PROBLEM: Return, character for character, the lines from the one bearing "task: segment the blue sky" through the end of the material. Omit everything before that line.

────────────────────

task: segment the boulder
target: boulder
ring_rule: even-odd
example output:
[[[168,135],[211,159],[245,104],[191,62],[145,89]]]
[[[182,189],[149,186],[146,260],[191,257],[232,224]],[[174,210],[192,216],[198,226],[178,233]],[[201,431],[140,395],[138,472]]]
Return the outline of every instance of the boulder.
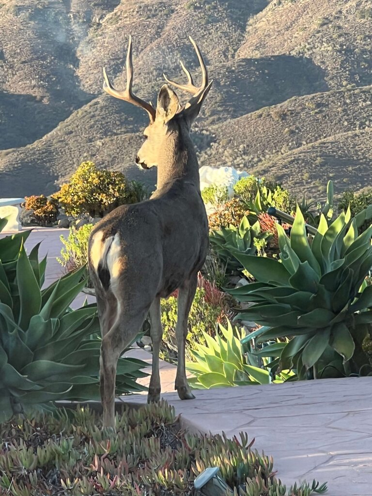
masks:
[[[62,229],[68,229],[70,227],[70,221],[67,216],[65,217],[62,217],[62,219],[59,219],[58,221],[58,227],[61,228]]]

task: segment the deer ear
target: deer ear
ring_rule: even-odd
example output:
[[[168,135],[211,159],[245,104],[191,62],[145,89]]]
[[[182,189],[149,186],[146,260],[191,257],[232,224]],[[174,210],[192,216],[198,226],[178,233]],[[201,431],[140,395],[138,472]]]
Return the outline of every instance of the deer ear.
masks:
[[[178,97],[168,84],[163,84],[158,96],[155,120],[161,119],[168,122],[174,117],[179,108]]]

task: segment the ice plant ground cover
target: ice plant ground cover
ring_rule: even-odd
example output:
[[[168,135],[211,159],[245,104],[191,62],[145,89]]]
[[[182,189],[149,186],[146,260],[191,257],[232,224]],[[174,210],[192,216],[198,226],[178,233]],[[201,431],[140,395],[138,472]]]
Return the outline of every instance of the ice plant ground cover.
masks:
[[[197,436],[181,428],[166,403],[116,417],[117,432],[102,432],[88,409],[54,416],[14,418],[0,425],[0,492],[4,496],[184,496],[196,495],[193,481],[208,467],[240,496],[310,496],[325,484],[314,481],[286,488],[274,462],[241,433]]]

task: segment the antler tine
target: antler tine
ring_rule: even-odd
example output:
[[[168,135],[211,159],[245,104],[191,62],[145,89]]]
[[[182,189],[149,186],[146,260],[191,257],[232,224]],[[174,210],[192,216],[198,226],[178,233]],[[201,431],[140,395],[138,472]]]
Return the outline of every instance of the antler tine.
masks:
[[[191,76],[189,70],[188,70],[188,69],[185,67],[182,61],[180,61],[180,62],[181,64],[183,70],[187,76],[187,84],[181,84],[180,83],[177,83],[175,81],[171,81],[170,79],[168,78],[165,74],[163,74],[163,75],[165,80],[169,84],[172,84],[173,86],[175,86],[176,88],[178,88],[180,89],[184,90],[185,91],[188,91],[192,95],[196,95],[196,93],[198,93],[202,90],[204,89],[204,88],[208,86],[208,73],[205,66],[205,62],[204,62],[203,56],[201,55],[201,52],[200,51],[199,47],[198,47],[197,45],[194,41],[191,36],[189,36],[188,38],[192,44],[192,46],[194,47],[195,51],[196,52],[196,55],[197,56],[198,59],[199,60],[199,63],[200,63],[200,67],[201,68],[201,85],[200,87],[195,86],[194,82],[192,80],[192,76]]]
[[[137,107],[140,107],[146,111],[148,114],[150,118],[150,122],[152,123],[155,121],[155,110],[152,105],[148,103],[142,99],[138,98],[134,95],[132,91],[132,84],[133,83],[133,61],[132,60],[132,37],[130,35],[129,37],[129,43],[128,44],[128,51],[126,53],[126,87],[123,91],[118,91],[115,89],[109,79],[105,68],[103,68],[103,76],[105,78],[105,82],[103,85],[103,89],[109,95],[115,97],[116,98],[119,98],[124,100],[129,103],[132,103],[133,105]]]

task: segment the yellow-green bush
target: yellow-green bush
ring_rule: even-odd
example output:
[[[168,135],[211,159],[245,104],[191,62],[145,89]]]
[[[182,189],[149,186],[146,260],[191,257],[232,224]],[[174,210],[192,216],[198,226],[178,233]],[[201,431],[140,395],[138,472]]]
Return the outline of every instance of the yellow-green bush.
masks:
[[[24,206],[26,210],[33,210],[35,222],[41,225],[50,225],[57,222],[58,205],[57,200],[48,200],[43,194],[26,196]]]
[[[164,333],[163,342],[165,345],[165,354],[170,351],[177,351],[176,325],[177,322],[177,298],[171,296],[161,300],[161,320]],[[214,335],[218,322],[224,323],[226,317],[223,308],[216,303],[206,301],[205,290],[197,288],[192,302],[187,322],[188,332],[186,337],[186,354],[192,360],[189,350],[196,343],[205,342],[203,333]]]
[[[243,218],[248,213],[240,200],[233,198],[224,205],[218,207],[215,212],[208,216],[209,230],[218,231],[221,227],[228,227],[230,224],[239,227]]]
[[[126,203],[140,201],[146,196],[141,183],[128,182],[118,171],[100,170],[92,162],[84,162],[68,183],[53,195],[69,215],[88,213],[103,217]]]

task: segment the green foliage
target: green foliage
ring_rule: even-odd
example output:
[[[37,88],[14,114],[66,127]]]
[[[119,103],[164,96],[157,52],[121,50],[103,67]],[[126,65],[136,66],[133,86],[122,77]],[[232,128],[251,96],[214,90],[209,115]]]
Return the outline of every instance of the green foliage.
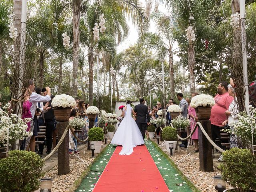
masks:
[[[233,148],[223,153],[223,179],[240,192],[256,187],[256,158],[249,150]]]
[[[107,128],[109,132],[114,132],[115,130],[115,126],[114,125],[108,125]]]
[[[94,127],[89,130],[88,136],[90,141],[102,141],[104,138],[104,132],[102,128]]]
[[[177,140],[177,131],[172,127],[165,127],[162,132],[163,139],[166,141],[176,141]]]
[[[0,190],[2,192],[30,192],[38,189],[43,163],[33,152],[14,150],[0,159]]]
[[[148,131],[150,133],[154,133],[156,130],[156,127],[153,125],[150,125],[148,127]]]

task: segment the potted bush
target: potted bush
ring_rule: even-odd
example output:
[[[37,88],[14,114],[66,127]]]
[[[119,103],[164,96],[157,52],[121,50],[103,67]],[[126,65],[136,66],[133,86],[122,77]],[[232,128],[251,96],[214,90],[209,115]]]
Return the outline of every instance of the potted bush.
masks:
[[[150,139],[154,137],[155,130],[156,127],[153,125],[150,125],[148,127],[148,135]]]
[[[163,139],[164,140],[164,142],[166,147],[166,149],[168,153],[170,152],[169,148],[169,144],[173,143],[173,148],[172,152],[175,152],[174,149],[176,148],[177,145],[177,131],[176,129],[170,126],[165,127],[163,129],[162,132]]]
[[[30,192],[40,186],[44,163],[34,152],[15,150],[0,159],[0,191]]]
[[[110,139],[112,139],[112,138],[113,138],[114,136],[114,132],[115,131],[115,126],[111,124],[108,125],[107,129],[108,131],[108,137]]]
[[[94,144],[95,146],[95,153],[100,153],[102,144],[102,141],[104,138],[104,132],[102,128],[94,127],[89,130],[88,133],[90,143]]]
[[[236,148],[222,154],[219,167],[222,179],[234,188],[227,191],[255,191],[250,189],[256,188],[256,157],[248,150]]]

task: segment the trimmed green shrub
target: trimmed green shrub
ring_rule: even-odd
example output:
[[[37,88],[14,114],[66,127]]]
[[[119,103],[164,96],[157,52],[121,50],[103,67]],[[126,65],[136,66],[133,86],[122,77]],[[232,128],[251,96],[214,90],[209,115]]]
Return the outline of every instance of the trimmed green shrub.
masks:
[[[114,132],[115,130],[115,126],[114,125],[108,125],[107,126],[107,129],[109,132]]]
[[[166,141],[176,141],[177,140],[177,131],[172,127],[165,127],[162,132],[163,138]]]
[[[0,190],[30,192],[40,186],[44,164],[34,152],[15,150],[0,159]]]
[[[223,179],[240,192],[256,188],[256,157],[247,149],[233,148],[223,153],[219,167]]]
[[[148,127],[148,131],[149,132],[154,133],[156,130],[156,127],[153,125],[150,125]]]
[[[88,136],[90,141],[102,141],[104,138],[104,132],[102,128],[94,127],[89,130]]]

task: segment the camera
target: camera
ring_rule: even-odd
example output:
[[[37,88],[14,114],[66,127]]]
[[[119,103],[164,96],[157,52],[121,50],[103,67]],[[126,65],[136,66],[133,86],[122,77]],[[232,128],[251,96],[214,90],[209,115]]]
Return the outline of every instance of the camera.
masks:
[[[36,111],[38,113],[40,113],[41,112],[41,109],[40,109],[40,108],[36,108]]]

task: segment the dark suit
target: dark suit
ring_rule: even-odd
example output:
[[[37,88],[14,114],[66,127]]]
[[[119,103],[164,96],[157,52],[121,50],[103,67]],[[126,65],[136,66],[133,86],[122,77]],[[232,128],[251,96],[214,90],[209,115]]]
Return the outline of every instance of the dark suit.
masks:
[[[139,127],[144,139],[145,132],[148,125],[147,123],[149,122],[150,121],[148,106],[143,103],[140,103],[135,106],[134,112],[137,113],[136,123]]]

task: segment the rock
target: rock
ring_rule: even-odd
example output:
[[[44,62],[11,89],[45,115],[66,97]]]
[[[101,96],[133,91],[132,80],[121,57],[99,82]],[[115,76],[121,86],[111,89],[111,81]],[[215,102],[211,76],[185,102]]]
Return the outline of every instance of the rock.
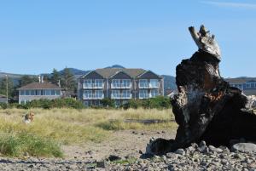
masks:
[[[115,156],[115,155],[110,155],[108,158],[108,160],[109,160],[110,162],[120,160],[120,159],[121,159],[121,157]]]
[[[217,153],[223,152],[223,150],[222,150],[222,149],[220,149],[220,148],[215,148],[215,147],[212,146],[212,145],[209,145],[209,151],[212,151],[212,152],[217,152]]]
[[[172,159],[173,159],[173,160],[175,160],[175,159],[177,158],[177,154],[172,153],[172,152],[169,152],[169,153],[167,153],[166,156],[167,158],[172,158]]]
[[[194,27],[189,31],[199,50],[176,68],[178,93],[171,100],[178,124],[176,138],[151,141],[146,151],[161,155],[201,140],[214,146],[229,145],[230,140],[241,138],[256,141],[256,115],[248,107],[251,102],[220,76],[220,51],[214,38],[204,26],[199,35]],[[200,151],[204,150],[207,151],[203,147]]]
[[[177,149],[177,151],[175,151],[174,153],[175,154],[179,154],[179,155],[182,155],[182,156],[184,156],[186,154],[185,151],[182,148]]]
[[[207,145],[207,143],[204,140],[201,141],[200,144],[199,144],[200,147],[201,147],[201,146],[205,147],[206,145]]]
[[[104,168],[108,166],[108,162],[107,161],[103,160],[103,161],[100,161],[100,162],[96,162],[96,168]]]
[[[238,143],[232,145],[232,151],[256,152],[256,145],[253,143]]]

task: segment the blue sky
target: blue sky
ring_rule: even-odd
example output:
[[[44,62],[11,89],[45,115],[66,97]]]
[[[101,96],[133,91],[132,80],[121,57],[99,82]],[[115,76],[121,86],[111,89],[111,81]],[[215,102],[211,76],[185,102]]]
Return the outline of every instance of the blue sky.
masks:
[[[256,1],[0,1],[0,71],[21,74],[119,64],[175,76],[197,48],[188,27],[216,35],[224,77],[256,77]]]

────────────────────

WORKED SOLUTION:
task: segment the blue sky
target: blue sky
ring_rule: even-odd
example output:
[[[44,62],[11,89],[45,115],[66,97]]]
[[[101,96],[133,91],[132,80],[121,57],[99,82]],[[115,76],[121,86],[111,89],[111,81]],[[215,102],[211,76],[185,102]]]
Return the outline of every instance of the blue sky.
masks:
[[[256,1],[0,1],[0,71],[21,74],[119,64],[175,76],[197,48],[188,27],[216,35],[224,77],[256,77]]]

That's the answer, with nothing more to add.